Goal: Convert the entries below into a Markdown table with two columns, Row and Line. Number each non-blank line in order and omit blank lines.

╭─ Data to process

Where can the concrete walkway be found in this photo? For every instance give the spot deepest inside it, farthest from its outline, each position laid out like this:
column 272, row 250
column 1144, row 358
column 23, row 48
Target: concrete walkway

╰─

The reply:
| Row | Line |
|---|---|
| 1 | Where can the concrete walkway be found in this photo? For every instance give the spot deepest inside it, farthest from its outline, each position laid out like this: |
| 2 | column 272, row 250 |
| 3 | column 1144, row 358 |
| 4 | column 23, row 48 |
| 5 | Target: concrete walkway |